Source text -
# Weights in USA's Engines.



## smcgill (Jan 2, 2008)

Has anyone added weights to the USA line's engines for better traction?
I know Aristo has done this.
I was thinking the fuel tank was empty, and low center of gravidy.
Thanks 
Sean


----------



## Bill Swindell (Jan 2, 2008)

The only weight that I have added is batteries.


----------



## NTCGRR (Jan 2, 2008)

All my Macs and SD have two Aristo weights added and got rid of the rubber tires so that wheels gear does not do all the work.


----------



## aceinspp (Jan 2, 2008)

Yep put weights in all my USAT locos. Later RJD


----------



## aceinspp (Jan 2, 2008)

Oh well.


----------



## smcgill (Jan 2, 2008)

Well it snowed today, then rain = heavy snow. Rotary no good. Plow did O.K. The engines with the weight did great , no sliding off. The plow did slid off the tracks @ curves, 20 footers "packed snow" was the cause. Engines seemed to push a lot better!! I think in the spring I'll remove the weights. Sorry no pics or video's. Sean


----------



## Dick413 (Jan 7, 2008)

Only if you do as Marty has done other wise stall voltage is way to high on motors.


----------

Short problem A -
Collect every line of the records below that contains the string "scattered".

Data listing:
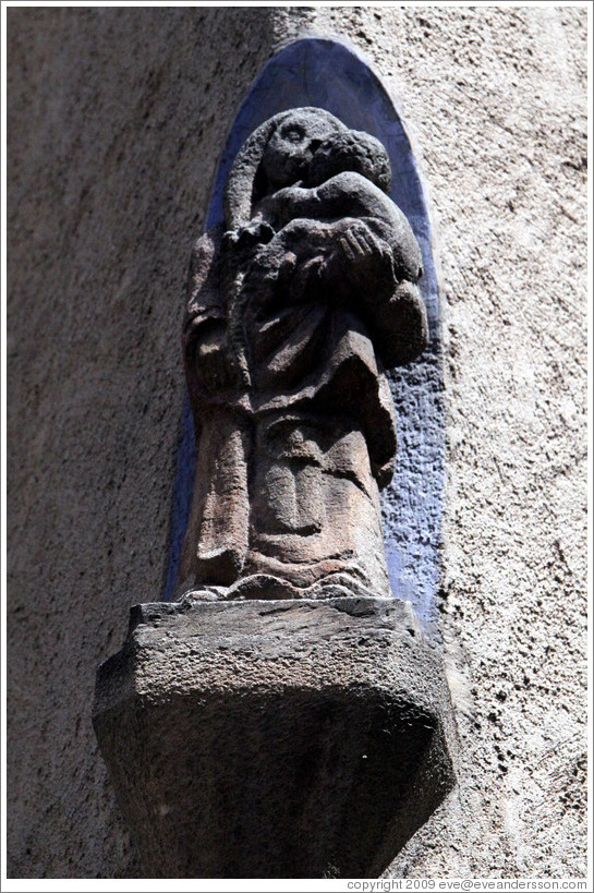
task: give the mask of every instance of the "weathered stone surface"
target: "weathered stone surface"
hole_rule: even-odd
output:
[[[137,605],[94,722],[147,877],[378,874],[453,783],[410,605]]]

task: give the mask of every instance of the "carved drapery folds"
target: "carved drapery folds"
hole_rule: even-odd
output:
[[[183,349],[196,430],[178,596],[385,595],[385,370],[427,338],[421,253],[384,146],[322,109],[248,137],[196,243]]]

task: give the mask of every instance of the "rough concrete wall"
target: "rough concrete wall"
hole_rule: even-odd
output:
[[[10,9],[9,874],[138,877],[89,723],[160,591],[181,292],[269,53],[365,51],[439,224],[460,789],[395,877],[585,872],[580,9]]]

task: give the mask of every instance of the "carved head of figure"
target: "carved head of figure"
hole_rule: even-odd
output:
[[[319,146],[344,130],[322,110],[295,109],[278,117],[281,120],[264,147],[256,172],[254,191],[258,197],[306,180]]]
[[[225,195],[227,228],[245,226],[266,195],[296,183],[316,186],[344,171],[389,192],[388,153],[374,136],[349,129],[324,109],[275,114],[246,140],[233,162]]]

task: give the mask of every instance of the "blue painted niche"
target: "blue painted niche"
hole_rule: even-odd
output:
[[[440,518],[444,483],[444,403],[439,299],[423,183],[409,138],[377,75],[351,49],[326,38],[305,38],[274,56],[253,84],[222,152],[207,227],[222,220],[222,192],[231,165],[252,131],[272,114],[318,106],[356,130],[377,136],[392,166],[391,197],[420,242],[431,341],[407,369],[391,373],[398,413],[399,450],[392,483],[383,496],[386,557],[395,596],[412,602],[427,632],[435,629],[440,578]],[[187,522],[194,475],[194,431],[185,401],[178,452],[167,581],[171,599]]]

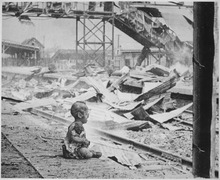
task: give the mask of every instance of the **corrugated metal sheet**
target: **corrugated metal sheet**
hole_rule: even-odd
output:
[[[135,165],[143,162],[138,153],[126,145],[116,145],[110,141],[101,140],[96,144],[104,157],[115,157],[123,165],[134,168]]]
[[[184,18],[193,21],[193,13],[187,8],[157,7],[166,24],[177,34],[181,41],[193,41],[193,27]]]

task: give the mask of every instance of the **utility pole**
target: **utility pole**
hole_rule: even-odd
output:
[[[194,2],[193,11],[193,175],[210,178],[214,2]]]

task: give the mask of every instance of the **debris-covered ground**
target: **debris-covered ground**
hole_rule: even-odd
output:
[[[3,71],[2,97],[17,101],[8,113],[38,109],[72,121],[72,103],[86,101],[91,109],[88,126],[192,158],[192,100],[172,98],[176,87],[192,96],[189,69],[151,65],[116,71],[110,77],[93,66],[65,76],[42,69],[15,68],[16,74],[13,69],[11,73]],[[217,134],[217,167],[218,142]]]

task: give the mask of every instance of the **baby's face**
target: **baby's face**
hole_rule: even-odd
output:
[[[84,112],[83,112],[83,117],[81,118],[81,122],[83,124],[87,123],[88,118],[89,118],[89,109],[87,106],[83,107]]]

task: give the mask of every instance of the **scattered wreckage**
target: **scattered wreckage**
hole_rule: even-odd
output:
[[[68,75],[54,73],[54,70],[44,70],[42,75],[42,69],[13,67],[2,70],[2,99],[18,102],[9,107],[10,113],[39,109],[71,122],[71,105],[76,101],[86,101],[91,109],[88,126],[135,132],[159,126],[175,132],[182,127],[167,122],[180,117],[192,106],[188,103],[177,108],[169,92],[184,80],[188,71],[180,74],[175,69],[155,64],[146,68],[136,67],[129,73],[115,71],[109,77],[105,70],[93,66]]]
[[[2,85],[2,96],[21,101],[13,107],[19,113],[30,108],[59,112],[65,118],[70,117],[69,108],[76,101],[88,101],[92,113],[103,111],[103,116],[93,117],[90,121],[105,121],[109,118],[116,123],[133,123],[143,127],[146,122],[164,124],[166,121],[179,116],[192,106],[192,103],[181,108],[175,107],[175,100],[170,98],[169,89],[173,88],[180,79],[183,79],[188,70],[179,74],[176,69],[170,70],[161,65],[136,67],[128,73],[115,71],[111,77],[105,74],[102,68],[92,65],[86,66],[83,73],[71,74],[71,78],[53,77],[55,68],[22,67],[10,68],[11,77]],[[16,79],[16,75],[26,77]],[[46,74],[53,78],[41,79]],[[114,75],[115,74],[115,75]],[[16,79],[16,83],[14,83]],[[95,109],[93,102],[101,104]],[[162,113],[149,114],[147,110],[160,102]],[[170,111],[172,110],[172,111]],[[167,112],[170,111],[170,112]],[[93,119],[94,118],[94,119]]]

Short problem B -
From the forum thread on adding weights to engines, write out the passage that begins at the words "Has anyone added" and ends after "center of gravidy.", switching "fuel tank" to "battery box".

Worked solution A -
task: give the mask of every instance of the **scattered wreckage**
target: **scattered wreckage**

Worked solution B -
Has anyone added weights to the USA line's engines for better traction?
I know Aristo has done this.
I was thinking the battery box was empty, and low center of gravidy.